Consigna:
Indica si cada afirmación coincide con el fragmento sobre la desaparición de Santiago y responde sí o no, citando textualmente las palabras del fragmento que lo deciden. (a) Pedir la aparición de Santiago convertía a alguien en kirchnerista. (b) Quienes comparaban desaparecidos no se preocupaban por ninguno. (c) Ningún sector usó políticamente la desaparición.

La desaparición de Santiago dejó ver la permanente fractura social que hay en Argentina entre ciudadanos que minimizaron o justificaron la desaparición y quienes denunciaron la gravedad del caso y se movilizaron.
El debate se distorsionó porque un sector de la sociedad cree que los derechos humanos son un tema exclusivo del kirchnerismo. Sí, es cierto que desde varios sectores usaron políticamente la desaparición, pero pedir la aparición de Santiago no convertía a nadie en kirchnerista. Era la mínima reacción de una persona decente.
Las miserias también incluyeron la competencia entre desaparecidos. Que si Julio López, que si Santiago Maldonado. Pronto entendimos que quienes comparaban desaparecidos, en realidad, no se preocupaban por ninguno.
Otros, abducidos por la falacia de que en Argentina se es K o anti K, optaron por asumir que el fiscal Alberto Nisman era “su” única “víctima” a defender.
En estos 81 días, fue fácil entender que aquí no hubo una dictadura sanguinaria por arte de magia.

Ítems de datos:
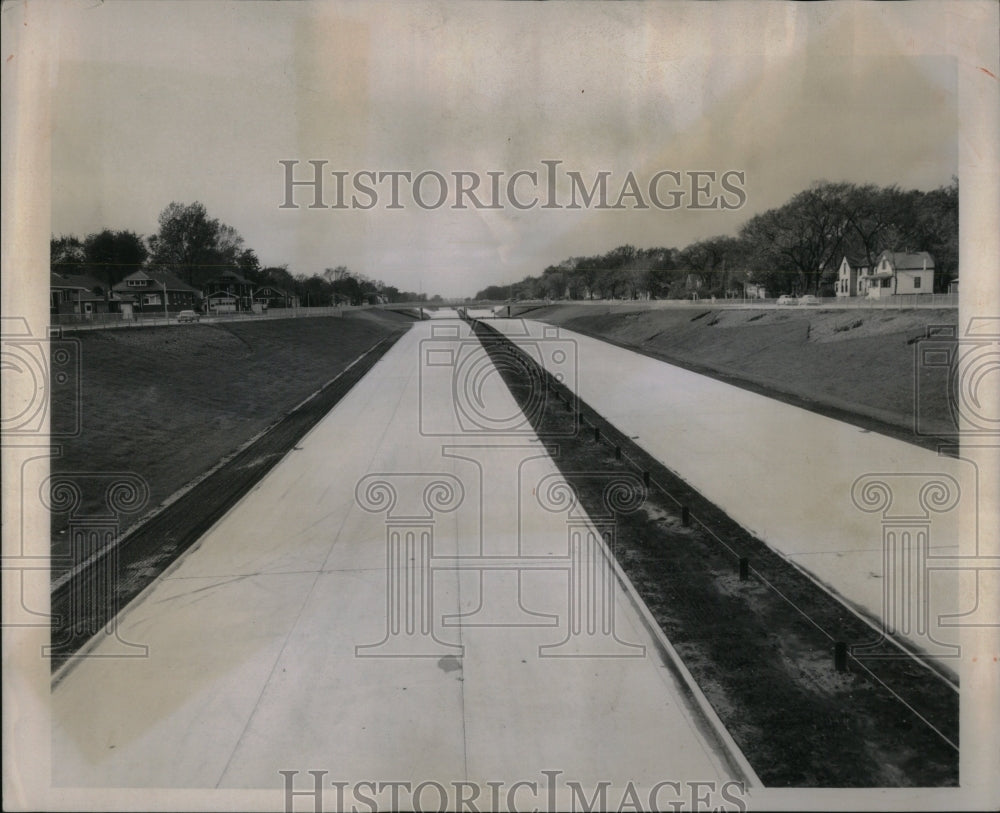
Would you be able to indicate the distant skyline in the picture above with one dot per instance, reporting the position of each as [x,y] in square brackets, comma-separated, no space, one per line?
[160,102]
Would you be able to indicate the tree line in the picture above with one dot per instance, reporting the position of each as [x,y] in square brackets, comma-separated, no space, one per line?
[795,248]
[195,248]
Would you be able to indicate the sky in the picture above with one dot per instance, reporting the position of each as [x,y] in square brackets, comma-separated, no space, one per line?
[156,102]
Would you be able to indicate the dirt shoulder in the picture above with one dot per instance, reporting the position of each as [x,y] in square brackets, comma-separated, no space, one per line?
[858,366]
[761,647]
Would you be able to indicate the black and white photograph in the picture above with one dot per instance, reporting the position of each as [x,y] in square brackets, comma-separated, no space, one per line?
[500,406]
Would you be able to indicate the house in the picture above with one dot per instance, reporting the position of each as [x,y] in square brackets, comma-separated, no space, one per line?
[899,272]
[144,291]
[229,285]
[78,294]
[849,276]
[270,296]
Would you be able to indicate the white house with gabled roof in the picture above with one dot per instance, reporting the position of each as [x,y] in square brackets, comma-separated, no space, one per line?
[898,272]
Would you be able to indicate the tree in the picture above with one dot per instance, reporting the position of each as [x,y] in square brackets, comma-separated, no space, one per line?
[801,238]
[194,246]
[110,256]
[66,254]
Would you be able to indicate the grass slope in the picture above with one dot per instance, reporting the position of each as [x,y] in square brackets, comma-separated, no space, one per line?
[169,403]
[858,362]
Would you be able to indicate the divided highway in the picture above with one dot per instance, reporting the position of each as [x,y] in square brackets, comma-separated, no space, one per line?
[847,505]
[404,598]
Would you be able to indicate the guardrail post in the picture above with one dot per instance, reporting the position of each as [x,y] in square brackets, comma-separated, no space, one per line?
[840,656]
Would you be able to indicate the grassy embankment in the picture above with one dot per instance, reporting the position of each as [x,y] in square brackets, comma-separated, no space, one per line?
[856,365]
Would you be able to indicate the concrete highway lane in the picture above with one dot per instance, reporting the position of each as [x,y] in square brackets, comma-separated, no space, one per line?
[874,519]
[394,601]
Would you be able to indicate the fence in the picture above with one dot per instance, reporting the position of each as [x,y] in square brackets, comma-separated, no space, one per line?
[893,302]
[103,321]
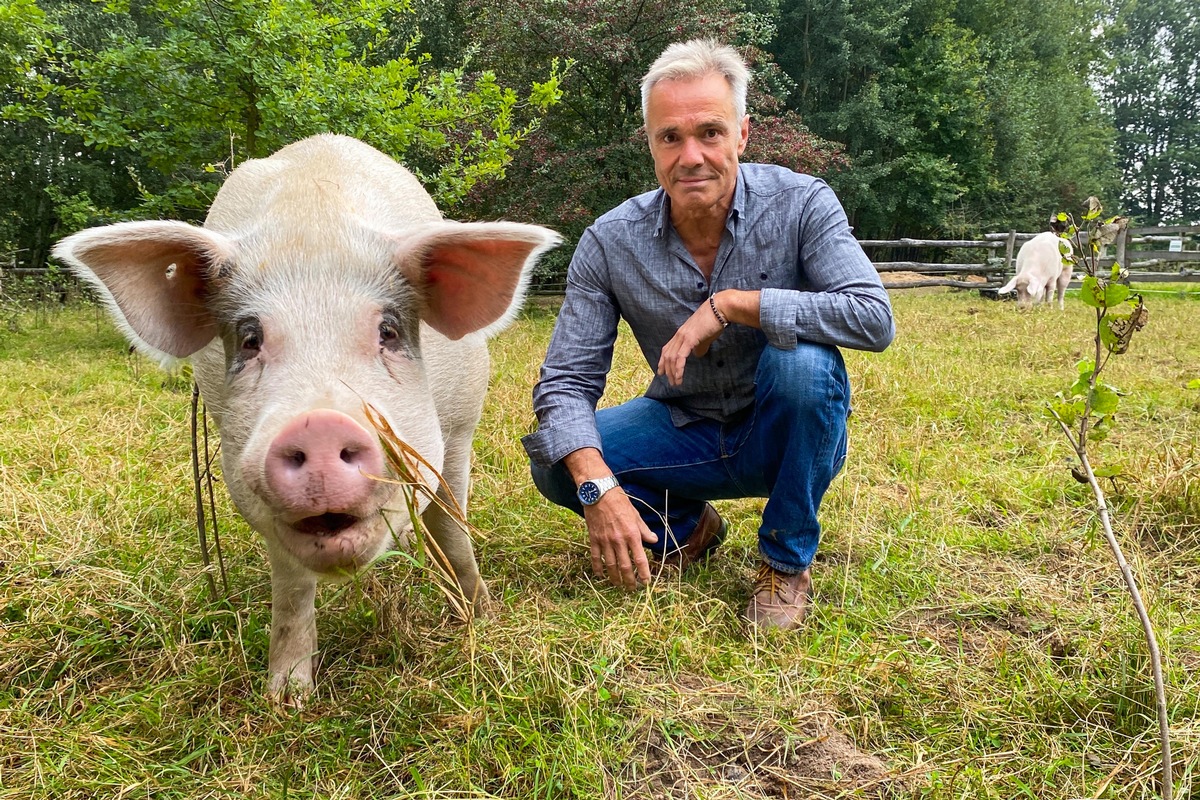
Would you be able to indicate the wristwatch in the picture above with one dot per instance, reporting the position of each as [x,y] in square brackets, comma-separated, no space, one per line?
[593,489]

Respuesta:
(a) No: «pedir la aparición de Santiago no convertía a nadie en kirchnerista».
(b) Sí: «quienes comparaban desaparecidos, en realidad, no se preocupaban por ninguno».
(c) No: «Sí, es cierto que desde varios sectores usaron políticamente la desaparición».